**TAREFAS A CUMPRIR**
**a.** Diga se cada afirmação abaixo está de acordo com o texto sobre o Dia da Cultura e da Ciência, respondendo sim ou não e citando as palavras do texto que decidem. (i) A Lei 5.579 foi sancionada em 1970 pelo presidente Médici. (ii) Rui Barbosa ganhou o apelido de Águia de Haia quando era ministro da Fazenda. (iii) Segundo o texto, Rui Barbosa foi propriamente um cientista.
**b.** Passe para o inglês a seguinte frase do texto sobre o Dia da Cultura e da Ciência: “Estudioso de diversos temas, foi ministro da Fazenda, cofundador da Academia Brasileira de Letras e indicado ao cargo de juiz do Tribunal Permanente de Justiça Internacional, órgão criado em 1921 pela Liga das Nações.”

**TRECHO DA PÁGINA**
------------------------------------------------------------

Sancionada em plena ditadura militar pelo então presidente Médici (1905-1985), a Lei 5.579, de 1970, estabelece que seja celebrado a 5 de novembro de cada ano o Dia da Cultura e da Ciência. A data homenageia o nascimento de Rui Barbosa (1849-1923). Segundo o texto, o jurista e orador mereceu a honraria por ter sido “figura exponencial das letras e das ciências, no Brasil e no mundo”. Por mais controvérsias que haja em relação ao legado de Rui Barbosa, sua envergadura intelectual é inquestionável. Ministro das Relações Exteriores quando ganhou o apelido de Águia de Haia após discursar na Segunda Conferência Internacional da Paz, em 1907, ele assegurou seu lugar na história como polímata. Estudioso de diversos temas, foi ministro da Fazenda, cofundador da Academia Brasileira de Letras e indicado ao cargo de juiz do Tribunal Permanente de Justiça Internacional, órgão criado em 1921 pela Liga das Nações. Embora não tenha sido propriamente um cientista, a escolha de seu nome pelo governo militar para o dia nacional da Cultura e da Ciência fez todo sentido.

Mesmo com a homenagem a Rui Brabosa, a data é pouco conhecida. Ela raramente aparece nos calendários e nunca foi celebrada com a seriedade que representa. É mais uma daquelas efemérides à qual cabe o enfadonho clichê “não há motivos para comemorar”. O presidente da República eleito em 2018 fez o possível para deixar claro seu horror à Cultura e menosprezo pela Ciência. Até Médici, cujo governo foi marcado pela censura, repressão, torturas e assassinatos, entendeu que era importante incitar a produção de conhecimento científico e expressões culturais no País. Para Bolsonaro, que em seu discurso no último 7 de Setembro ignorou solenemente o bicentenário da Independência, nada disso importa. Nem Cultura, nem Ciência, nem História, nem o futuro da Nação — que tem se tornado pária mundial pela catastrófica gestão do meio-ambiente, da saúde e das relações internacionais.

------------------------------------------------------------

(Entradas do conjunto de dados)

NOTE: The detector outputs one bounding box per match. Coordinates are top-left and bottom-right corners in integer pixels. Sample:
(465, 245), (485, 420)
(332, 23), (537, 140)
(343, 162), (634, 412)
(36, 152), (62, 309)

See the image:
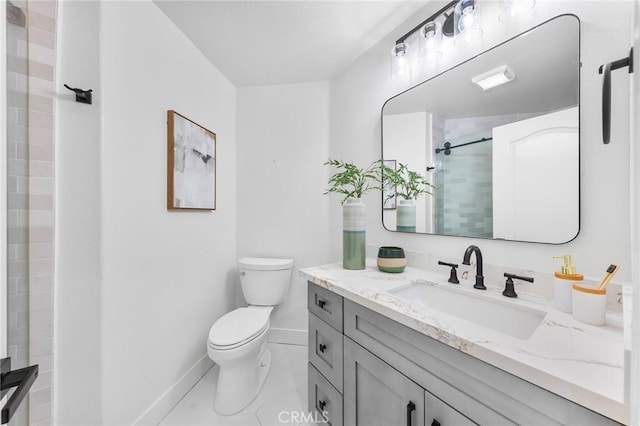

------------------------------------------------------------

**RESPOSTAS DADAS**
**a.**
(i) Sim: “Sancionada em plena ditadura militar pelo então presidente Médici (1905-1985), a Lei 5.579, de 1970”
(ii) Não: “Ministro das Relações Exteriores quando ganhou o apelido de Águia de Haia”
(iii) Não: “Embora não tenha sido propriamente um cientista”

**b.** A scholar of many subjects, he was Minister of Finance, a co-founder of the Brazilian Academy of Letters, and a nominee for the post of judge of the Permanent Court of International Justice, a body created in 1921 by the League of Nations.